▶ **Tasks to carry out**:
**A.** Could you repeat the article on banana tree flowering stages, starting at "A Banana Tree Isn’t a Tree" and ending at "Leafy banana trees.", with "pseudostem" renamed "false stem"?
**B.** What would come next in the article on banana tree flowering stages after its final sentence? Please write the continuation.

▶ **Document passage**:
* * * *

While bananas may be one of the most popular and most loved fruits in the world, have you ever thought about how they’re grown? While most fruits are cut and dry, there are several things about the banana tree flowering stages that are sure to blow your mind.

A large blossom pod -- the first stage of banana tree flowering stages.

Read on to find out more about banana tree flowering stages and what makes it so special!

What’s Unique About Banana Tree Flowering Stages?

A Banana Tree Isn’t a Tree At All!

Yes, you read that right. A banana tree isn’t actually a tree at all. It’s an HERB!

To qualify as a tree, a plant must contain wood. A banana tree’s trunk isn’t actually wood at all. It’s called a “pseudostem” and is actually made up of tightly packed leaf material. There’s a main stem in the middle that shoots out of the top and the fruit grows from that, but the actual “trunk” is really just a bunch of leaves!

Leafy banana trees.

Typically, herbaceous plants don’t grow to be very tall, but banana plants are an exception to that rule. The banana trees we get the bananas we eat from can grow up to 30 feet tall.

* * * *

▶ **Input data**:
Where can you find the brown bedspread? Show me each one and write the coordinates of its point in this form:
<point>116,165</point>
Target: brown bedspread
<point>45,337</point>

* * * *

▶ **Per-task answers**:
**A.**
A Banana Tree Isn’t a Tree At All!

Yes, you read that right. A banana tree isn’t actually a tree at all. It’s an HERB!

To qualify as a tree, a plant must contain wood. A banana tree’s trunk isn’t actually wood at all. It’s called a “false stem” and is actually made up of tightly packed leaf material. There’s a main stem in the middle that shoots out of the top and the fruit grows from that, but the actual “trunk” is really just a bunch of leaves!

Leafy banana trees.

**B.**
Then, there’s a variety that grows in Indonesia that can grow all the way to 50 feet tall! That’s as tall as a five-story building, and it’s all supported by leaf tissue.

Another thing that disqualifies the banana tree from being an actual tree is that it completely dies back at the end of its growing season, just like basil would do in your garden.

I’d say that makes the beginning of the banana tree flowering stages pretty incredible.

A male flower on a banana tree.

Banana Tree Flowers Don’t Need What?!

For most tree-bearing fruit, pollination is required. In fact, sometimes healthy fruit isn’t made without pollination from multiple varieties of the same fruit, called cross-pollination.

Not so with the banana tree flowering stages.

Banana tree flowers that produce the fruit you and I eat at home require absolutely no pollination.

The female flowers actually form first and they require no pollination from male flowers in order to produce fruit. In fact, the male flowers come later, once the banana “hands” have all started to form, and most growers choose to cut them off altogether in order to send the banana tree’s energy and effort into making the biggest, most delicious fruit it can.

Layers of female flowers on a banana tree that will eventually form into fruit.
The small female flowers develop into bananas.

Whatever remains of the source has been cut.